SUPPLIED PASSAGE
====

Studio &’s latest art opening features Tim Kapustka

Artist Tim Kapustka will open his latest show, “Garage Sale,” with an opening reception Friday.

A lemonade stand, lawn chairs and hot dogs on the grill don’t sound like the start of an art opening, but it’s what you’ll see outside “Tim Kapustka’s Garage Sale.” Mosey into Studio &, 1027 Main Ave., and you’ll find everyday exotica.

Kapustka’s illustrations elevate ordinary items from garage-sale-find to tranquil, pop fantastique. His calming color palette and rhapsody of retro what-nots evoke wistful remembrances of a world gone by and times that felt sturdier.

Though nostalgia is a theme in Kapustka’s work, it’s not his intention.

“I don’t set off to create a blender that makes almost everybody who sees it say, ‘My grandma had that exact blender.’ I get that a lot with this blender piece in the show – people saying, ‘My grandma had that exact blender,’ or ‘We had that exact blender growing up.’ I know it isn’t true because I built that blender as a Frankenblender. It’s a mashup of three different blenders.”

====

MATERIAL
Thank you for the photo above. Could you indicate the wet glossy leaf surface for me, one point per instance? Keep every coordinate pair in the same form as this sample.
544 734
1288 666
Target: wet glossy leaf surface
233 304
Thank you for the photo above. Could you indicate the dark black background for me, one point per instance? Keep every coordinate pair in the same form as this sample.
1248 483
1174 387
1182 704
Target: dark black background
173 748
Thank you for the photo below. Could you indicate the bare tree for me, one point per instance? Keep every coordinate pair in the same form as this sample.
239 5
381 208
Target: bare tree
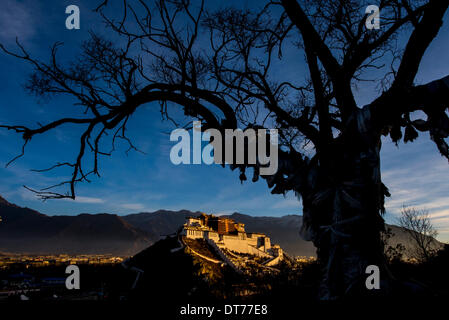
220 67
418 225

====

GOALS
1. Copy the entire listing of coordinates word for word, leaving out the pictures.
2. Write what comes next in the article about Tim Kapustka's "Garage Sale" show, starting after its last sentence.
The article and the listing come from two unrelated sources.

EXPECTED RESPONSES
1.
Thank you for the photo above. Could you indicate the wet glossy leaf surface for me, one point per instance? Keep every coordinate pair in the same form as this sample.
544 734
1288 666
Target: wet glossy leaf surface
233 304
Thank you for the photo above. Could you indicate the dark black background for me, one point per instance? Keep every coordinate pair in the same form as this sample.
1248 483
1174 387
1182 704
Target: dark black background
173 748
Thank you for the photo below. Could you indicate the bare tree for me, one point per instance? Keep every coordinate pair in the same form as this sample.
239 5
381 208
Target: bare tree
220 67
418 225

2.
Kapustka isn’t calling anyone a liar: He’s noting that personal truth overlays our memories. Two people in the same room 20 minutes later will tell two entirely different stories about what happened there.

He continued: “That blender immediately trips something in people that is close to, ‘I’m at grandma’s house. I’m in her kitchen.’ That is so complimentary to me, and I take that really seriously. I am humbled that I could make something that could take them to a memory, whether it is a good or bad one. In this case, I would wager that grandma’s kitchen is probably a good one.”

The love of the long-lasting and an appreciation for elegant design are constants in Kapustka’s life and work. He draws inspiration from the storied and the durable and thinks a lot about how possessions can build personal narrative.

The impetus for “Tim Kapustka’s Garage Sale” came after the untimely passing of his father.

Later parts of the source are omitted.